* WHAT NEEDS TO BE DONE:
Starting with the line that contains "Rules: pick out each instance of the parrot's leg", copy every line through the end of the data below, exactly and with nothing added.

___

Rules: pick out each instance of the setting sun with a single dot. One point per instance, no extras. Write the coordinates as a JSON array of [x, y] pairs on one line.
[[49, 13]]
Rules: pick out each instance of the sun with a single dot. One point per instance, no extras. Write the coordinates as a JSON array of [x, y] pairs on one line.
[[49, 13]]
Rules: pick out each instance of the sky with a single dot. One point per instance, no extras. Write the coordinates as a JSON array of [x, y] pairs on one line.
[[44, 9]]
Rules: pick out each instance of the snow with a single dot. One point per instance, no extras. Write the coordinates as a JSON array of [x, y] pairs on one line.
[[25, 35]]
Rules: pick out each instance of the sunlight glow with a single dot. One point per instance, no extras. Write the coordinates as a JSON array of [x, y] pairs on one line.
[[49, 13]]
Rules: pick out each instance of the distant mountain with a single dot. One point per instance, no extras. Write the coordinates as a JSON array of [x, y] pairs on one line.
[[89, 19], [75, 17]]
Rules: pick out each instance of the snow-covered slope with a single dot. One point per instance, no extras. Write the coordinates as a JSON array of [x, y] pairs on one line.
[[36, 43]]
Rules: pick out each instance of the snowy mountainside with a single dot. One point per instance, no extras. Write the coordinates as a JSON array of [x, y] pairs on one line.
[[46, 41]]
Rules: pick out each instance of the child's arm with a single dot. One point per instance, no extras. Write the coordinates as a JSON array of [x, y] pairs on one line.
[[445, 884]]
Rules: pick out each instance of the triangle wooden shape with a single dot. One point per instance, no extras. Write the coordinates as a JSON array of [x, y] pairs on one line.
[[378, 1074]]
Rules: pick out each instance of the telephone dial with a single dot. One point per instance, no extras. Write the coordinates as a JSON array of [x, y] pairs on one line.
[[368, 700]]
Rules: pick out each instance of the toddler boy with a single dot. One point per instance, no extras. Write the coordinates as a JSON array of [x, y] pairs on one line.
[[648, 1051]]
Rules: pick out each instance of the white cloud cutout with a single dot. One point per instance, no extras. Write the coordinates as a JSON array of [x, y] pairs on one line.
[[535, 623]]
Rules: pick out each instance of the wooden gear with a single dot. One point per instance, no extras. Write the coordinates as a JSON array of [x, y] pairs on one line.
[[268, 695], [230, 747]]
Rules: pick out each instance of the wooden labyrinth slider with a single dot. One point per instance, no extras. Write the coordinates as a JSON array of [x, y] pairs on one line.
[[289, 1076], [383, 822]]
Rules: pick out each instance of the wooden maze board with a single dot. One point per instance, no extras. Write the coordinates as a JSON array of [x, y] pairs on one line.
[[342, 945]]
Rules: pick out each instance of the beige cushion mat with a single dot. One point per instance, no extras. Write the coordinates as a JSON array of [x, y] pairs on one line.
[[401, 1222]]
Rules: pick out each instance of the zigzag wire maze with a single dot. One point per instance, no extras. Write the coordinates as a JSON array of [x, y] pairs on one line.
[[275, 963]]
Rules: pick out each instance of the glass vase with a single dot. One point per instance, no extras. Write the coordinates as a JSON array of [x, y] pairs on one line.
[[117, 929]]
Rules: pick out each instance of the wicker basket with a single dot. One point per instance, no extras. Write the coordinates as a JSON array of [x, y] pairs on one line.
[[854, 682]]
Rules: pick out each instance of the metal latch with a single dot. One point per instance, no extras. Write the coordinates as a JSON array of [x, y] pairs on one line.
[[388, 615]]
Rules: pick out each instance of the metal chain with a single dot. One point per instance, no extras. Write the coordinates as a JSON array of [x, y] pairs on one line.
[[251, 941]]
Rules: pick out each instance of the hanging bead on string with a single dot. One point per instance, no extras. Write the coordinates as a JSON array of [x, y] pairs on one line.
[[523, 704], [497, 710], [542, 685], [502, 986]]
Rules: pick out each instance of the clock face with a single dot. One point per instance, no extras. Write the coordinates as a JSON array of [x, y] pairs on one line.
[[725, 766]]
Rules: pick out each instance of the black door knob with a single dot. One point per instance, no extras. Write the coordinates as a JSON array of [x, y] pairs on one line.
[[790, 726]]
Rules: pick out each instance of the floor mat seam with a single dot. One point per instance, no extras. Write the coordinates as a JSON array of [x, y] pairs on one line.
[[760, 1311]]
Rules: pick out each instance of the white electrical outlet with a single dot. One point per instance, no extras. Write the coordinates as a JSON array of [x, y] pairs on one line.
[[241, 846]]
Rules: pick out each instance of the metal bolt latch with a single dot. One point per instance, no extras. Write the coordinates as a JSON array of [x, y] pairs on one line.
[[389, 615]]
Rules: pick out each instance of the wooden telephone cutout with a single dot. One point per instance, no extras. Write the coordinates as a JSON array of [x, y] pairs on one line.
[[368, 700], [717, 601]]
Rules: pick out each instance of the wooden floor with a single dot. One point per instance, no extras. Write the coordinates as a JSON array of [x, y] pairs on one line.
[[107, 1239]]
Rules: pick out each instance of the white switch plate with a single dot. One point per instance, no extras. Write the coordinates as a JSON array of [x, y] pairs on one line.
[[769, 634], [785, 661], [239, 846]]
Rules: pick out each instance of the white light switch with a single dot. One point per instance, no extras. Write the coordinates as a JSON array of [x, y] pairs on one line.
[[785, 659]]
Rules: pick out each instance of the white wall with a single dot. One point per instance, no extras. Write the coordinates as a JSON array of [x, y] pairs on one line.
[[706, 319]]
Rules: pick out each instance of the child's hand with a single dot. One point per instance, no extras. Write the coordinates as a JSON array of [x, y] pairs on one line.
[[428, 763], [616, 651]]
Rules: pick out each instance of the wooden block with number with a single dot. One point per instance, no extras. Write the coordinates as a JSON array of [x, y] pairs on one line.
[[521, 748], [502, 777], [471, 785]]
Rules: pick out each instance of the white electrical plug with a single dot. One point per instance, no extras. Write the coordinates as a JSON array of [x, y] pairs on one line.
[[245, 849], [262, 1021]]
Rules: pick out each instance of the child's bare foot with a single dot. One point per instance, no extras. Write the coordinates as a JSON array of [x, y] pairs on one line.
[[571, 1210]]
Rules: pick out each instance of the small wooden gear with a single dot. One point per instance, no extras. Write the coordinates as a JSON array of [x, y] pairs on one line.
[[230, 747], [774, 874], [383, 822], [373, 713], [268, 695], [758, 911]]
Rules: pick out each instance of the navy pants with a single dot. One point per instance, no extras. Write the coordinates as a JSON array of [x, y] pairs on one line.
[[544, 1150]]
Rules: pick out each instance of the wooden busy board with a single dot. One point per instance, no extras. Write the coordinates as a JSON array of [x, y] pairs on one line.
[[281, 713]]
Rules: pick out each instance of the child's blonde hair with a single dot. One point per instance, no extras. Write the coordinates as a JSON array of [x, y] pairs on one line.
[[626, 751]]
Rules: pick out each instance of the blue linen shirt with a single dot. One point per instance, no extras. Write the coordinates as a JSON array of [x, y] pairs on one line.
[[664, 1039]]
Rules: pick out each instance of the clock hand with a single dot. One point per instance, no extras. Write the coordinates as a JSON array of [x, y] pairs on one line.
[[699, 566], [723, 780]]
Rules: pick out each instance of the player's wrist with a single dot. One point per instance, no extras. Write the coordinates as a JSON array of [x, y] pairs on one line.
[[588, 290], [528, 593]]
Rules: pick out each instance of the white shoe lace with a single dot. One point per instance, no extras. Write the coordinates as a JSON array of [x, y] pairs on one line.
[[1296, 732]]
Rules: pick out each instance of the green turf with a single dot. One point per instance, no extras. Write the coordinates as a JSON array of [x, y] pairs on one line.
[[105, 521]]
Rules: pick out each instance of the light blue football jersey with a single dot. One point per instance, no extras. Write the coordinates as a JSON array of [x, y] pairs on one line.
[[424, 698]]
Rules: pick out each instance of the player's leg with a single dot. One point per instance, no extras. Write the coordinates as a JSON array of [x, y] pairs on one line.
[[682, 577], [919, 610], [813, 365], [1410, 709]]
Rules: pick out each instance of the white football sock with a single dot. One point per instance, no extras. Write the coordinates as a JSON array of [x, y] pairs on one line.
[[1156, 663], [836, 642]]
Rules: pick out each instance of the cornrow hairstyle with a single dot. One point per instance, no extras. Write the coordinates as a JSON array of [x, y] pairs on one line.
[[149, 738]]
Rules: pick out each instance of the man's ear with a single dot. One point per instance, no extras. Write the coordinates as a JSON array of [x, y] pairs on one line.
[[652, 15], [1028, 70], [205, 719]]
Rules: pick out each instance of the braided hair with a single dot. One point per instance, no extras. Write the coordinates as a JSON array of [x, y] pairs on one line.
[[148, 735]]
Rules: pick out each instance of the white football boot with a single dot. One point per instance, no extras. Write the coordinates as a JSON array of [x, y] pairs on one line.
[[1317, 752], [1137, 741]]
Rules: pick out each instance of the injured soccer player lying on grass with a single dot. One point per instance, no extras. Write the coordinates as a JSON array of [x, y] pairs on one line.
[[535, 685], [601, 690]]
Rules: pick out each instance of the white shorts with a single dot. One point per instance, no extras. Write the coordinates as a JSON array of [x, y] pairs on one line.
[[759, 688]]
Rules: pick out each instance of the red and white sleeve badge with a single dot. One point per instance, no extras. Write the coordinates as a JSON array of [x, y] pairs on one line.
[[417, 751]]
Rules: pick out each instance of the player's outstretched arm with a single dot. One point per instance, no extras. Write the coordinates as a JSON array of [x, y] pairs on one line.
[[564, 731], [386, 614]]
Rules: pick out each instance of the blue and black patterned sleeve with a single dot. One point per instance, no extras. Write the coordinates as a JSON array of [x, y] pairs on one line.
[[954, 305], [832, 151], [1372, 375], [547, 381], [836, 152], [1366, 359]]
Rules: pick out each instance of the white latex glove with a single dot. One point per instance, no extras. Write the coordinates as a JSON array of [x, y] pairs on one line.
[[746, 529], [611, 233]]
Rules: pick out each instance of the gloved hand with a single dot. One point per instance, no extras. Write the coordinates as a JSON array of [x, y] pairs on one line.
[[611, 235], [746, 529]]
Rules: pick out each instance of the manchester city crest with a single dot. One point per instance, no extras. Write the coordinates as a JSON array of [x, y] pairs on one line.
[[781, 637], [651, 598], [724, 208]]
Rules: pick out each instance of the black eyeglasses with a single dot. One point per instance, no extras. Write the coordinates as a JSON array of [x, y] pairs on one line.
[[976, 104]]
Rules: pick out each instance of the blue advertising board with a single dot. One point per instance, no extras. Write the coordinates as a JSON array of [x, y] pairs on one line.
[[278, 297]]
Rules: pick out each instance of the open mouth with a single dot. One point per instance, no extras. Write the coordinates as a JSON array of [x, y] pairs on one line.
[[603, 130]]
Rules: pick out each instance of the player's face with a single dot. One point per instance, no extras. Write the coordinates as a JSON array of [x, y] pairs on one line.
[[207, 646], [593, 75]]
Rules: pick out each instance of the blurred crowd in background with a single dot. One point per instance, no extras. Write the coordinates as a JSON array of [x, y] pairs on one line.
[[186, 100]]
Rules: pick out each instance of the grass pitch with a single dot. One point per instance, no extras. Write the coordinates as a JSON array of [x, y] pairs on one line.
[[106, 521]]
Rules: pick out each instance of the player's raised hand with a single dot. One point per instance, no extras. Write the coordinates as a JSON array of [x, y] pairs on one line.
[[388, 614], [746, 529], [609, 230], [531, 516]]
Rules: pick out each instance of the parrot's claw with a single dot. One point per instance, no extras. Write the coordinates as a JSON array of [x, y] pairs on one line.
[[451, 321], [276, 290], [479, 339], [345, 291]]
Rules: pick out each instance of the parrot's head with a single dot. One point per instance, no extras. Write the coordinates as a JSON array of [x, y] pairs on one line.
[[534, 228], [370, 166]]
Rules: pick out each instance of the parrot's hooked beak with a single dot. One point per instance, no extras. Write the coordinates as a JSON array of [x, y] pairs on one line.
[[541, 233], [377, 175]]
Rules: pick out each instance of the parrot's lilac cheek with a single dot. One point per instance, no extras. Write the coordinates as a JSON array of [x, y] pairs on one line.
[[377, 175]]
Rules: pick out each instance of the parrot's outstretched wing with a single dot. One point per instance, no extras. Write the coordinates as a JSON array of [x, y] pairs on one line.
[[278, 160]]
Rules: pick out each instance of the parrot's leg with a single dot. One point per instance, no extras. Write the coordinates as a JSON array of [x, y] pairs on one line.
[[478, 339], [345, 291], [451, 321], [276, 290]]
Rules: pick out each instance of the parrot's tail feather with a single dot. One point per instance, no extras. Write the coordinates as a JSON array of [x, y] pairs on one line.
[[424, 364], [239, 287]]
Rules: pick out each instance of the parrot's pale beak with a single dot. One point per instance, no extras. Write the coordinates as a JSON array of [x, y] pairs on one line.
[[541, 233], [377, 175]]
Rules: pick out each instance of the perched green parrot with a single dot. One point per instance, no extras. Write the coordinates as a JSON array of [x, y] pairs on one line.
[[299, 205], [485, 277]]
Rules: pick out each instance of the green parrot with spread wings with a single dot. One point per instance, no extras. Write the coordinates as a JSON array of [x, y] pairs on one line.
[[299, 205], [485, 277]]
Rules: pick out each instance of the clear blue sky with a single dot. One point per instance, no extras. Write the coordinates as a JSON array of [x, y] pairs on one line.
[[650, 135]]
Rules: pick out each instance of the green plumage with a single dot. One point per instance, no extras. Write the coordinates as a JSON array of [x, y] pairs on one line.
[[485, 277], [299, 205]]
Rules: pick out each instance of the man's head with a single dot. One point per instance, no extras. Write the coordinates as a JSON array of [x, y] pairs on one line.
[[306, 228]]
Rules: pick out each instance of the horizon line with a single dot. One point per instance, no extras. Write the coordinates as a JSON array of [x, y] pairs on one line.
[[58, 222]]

___

* SOLVED PROBLEM:
Rules: pick out each instance of the parrot's leg with a single dot. One point per instance, no extras. Write the coordinates as a JSON array of [x, y] pairs on one line.
[[478, 339], [345, 291], [451, 321], [276, 290]]
Rules: pick out each instance of the parrot's tail feather with a single dot. One point per instance, no extras. Write the coordinates as a JSON array of [x, y] pairs on one line.
[[424, 364], [239, 287]]
Rules: pick out each instance of the parrot's pale beak with a single dot. One point per instance, no extras. Write the coordinates as a JSON array of [x, y] pairs on one line.
[[541, 233], [377, 175]]
Rules: pick out each instance of the perched green parrot with a single dot. One point per instance, no extras. Write the coordinates as a JSON array of [x, y] pairs on one line.
[[299, 205], [485, 277]]
Rules: pick out each instance of the green parrot with spread wings with a single dot. One point per instance, no extras. Write the coordinates as a JSON array of [x, y] pairs on one line.
[[299, 205], [485, 277]]
Rules: pick out each instance of the clear blue sky with a single dot. One point per instance, no extras. Write the coordinates as a JSON array of [x, y] pairs on one line.
[[650, 135]]
Rules: pick out each instance of the green plumage with a single dot. One point per instance, no extras. Write the coordinates as a JSON array of [x, y] pairs on one line.
[[485, 277], [299, 205]]
Rules: pick out each instance of the man's head with a single dot. One point per instance, no extras. Write the coordinates as a JSON array of [x, y] pairs on one line.
[[306, 228]]
Rules: pick out each instance of the horizon line with a single dot. One point per instance, no extras. Write the coordinates as a JSON array of [x, y] pairs on one line.
[[58, 222]]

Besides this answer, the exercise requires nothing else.